(Data records)
+ + + +

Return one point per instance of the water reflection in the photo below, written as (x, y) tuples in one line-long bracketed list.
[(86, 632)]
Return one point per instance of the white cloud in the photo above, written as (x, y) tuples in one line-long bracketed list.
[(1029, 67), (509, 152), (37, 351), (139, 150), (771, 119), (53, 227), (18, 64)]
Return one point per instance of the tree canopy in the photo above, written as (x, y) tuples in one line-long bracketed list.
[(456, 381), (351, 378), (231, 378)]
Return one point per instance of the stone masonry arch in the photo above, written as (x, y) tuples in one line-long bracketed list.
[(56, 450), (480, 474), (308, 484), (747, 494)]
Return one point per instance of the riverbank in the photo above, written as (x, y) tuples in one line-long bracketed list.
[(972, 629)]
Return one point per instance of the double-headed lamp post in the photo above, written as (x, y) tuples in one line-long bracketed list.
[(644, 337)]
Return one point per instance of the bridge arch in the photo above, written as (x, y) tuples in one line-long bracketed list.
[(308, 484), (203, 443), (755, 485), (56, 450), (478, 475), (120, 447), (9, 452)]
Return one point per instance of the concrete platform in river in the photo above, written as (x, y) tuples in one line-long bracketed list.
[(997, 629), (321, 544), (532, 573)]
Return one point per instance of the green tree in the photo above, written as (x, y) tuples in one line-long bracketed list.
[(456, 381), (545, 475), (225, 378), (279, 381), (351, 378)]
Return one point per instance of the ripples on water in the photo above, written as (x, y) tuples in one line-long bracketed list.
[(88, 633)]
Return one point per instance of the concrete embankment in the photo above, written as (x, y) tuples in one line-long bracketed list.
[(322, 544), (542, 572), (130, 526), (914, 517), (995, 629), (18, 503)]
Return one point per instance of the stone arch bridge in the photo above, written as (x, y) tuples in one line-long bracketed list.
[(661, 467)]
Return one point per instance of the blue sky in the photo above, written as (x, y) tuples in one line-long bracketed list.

+ + + +

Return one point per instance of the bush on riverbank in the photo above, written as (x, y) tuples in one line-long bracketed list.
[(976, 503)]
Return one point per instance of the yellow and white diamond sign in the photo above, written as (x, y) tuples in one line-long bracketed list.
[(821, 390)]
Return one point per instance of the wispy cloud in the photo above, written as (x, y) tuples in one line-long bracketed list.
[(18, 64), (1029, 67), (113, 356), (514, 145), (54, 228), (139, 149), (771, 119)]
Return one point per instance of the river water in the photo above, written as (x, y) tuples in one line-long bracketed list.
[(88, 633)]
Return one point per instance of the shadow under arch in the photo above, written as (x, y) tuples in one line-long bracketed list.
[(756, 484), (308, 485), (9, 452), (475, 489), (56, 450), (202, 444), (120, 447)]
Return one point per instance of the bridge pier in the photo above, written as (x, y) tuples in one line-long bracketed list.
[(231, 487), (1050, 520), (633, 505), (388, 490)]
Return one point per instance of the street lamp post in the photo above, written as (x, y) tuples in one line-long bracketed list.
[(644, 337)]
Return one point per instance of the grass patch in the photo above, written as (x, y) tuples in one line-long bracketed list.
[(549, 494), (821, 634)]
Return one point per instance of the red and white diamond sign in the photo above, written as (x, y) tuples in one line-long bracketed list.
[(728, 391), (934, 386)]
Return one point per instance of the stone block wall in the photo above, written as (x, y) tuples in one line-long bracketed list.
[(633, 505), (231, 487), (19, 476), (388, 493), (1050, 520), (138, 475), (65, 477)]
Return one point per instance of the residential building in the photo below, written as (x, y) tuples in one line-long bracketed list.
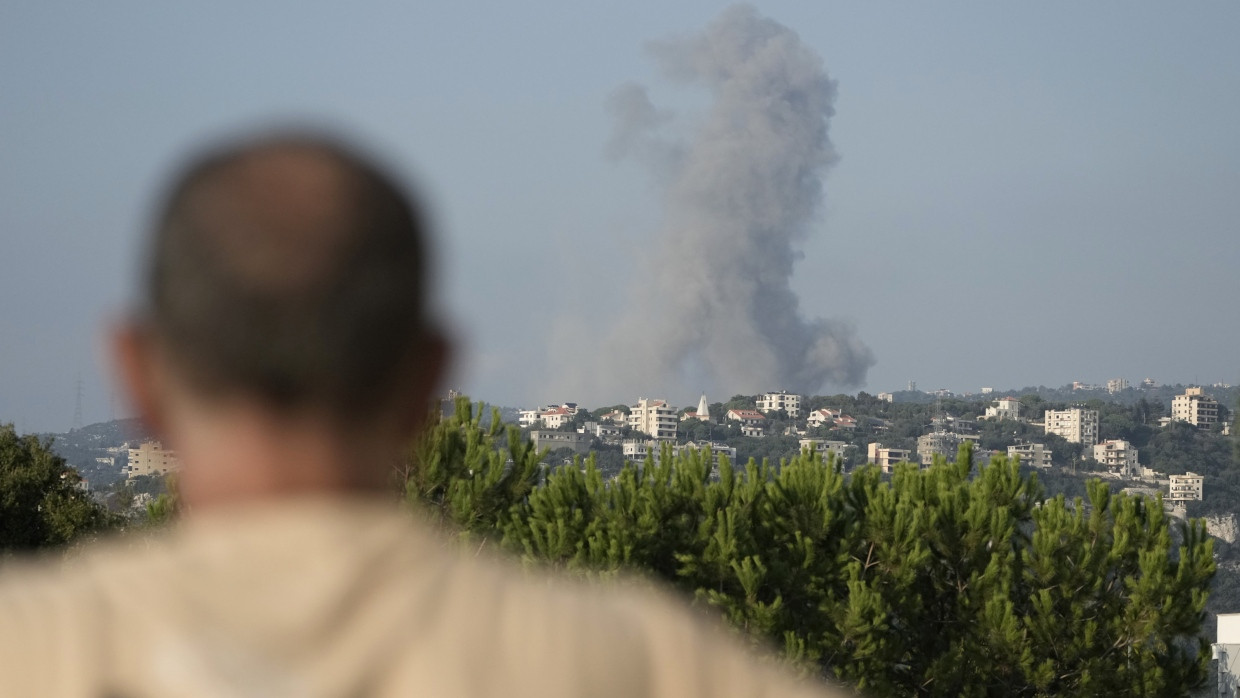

+ + + +

Write down again, exactly as given, only the lines above that fall from the line with "Return one point per instance of the wispy" to the line with "Return one point per instance of the residential", inclusive.

• Response below
Return one point per instance of the wispy cloud in the photo above, written as (x, y) tuples in one line-long bracketed list.
[(18, 64), (1029, 67), (113, 356), (514, 145), (54, 228), (139, 149), (771, 119)]
Return one point per instance of the river water in the photo above, written as (x, y) tuples in one line-long bracketed list.
[(88, 633)]
Return one point per instance of the shadow under arch in the photo above, written as (x, y) tuples in one line-long bracketed list.
[(756, 484), (308, 485), (9, 452), (475, 489), (56, 450), (202, 444), (120, 447)]
Return one point per instance of the bridge pier in the photo above, written as (x, y) tuples in one line-long bracketed list.
[(231, 487), (1050, 520), (633, 505), (388, 490)]
Return one point per instance of the street lamp post in the photo above, written as (x, y) tuples in one line-long bracketed list.
[(644, 337)]
Return one point per instance of the grass patch in the photo above, written as (x, y) tuples in one line-long bracketed list.
[(549, 494), (821, 634)]
Return one point per instance of the red and white diamond sign in the photo above, written as (x, y) tuples in one line-long bracketed list.
[(728, 391), (934, 386)]
Return one point per instance of the stone block wall in the photo above, written as (x, y) tuples in one line-long bracketed list.
[(633, 505), (231, 487), (19, 476), (388, 493), (1050, 520), (138, 475), (65, 477)]
Return one point per instance of the residential building in the photo below, written as (x, y) tuples in one line-long bracketed list.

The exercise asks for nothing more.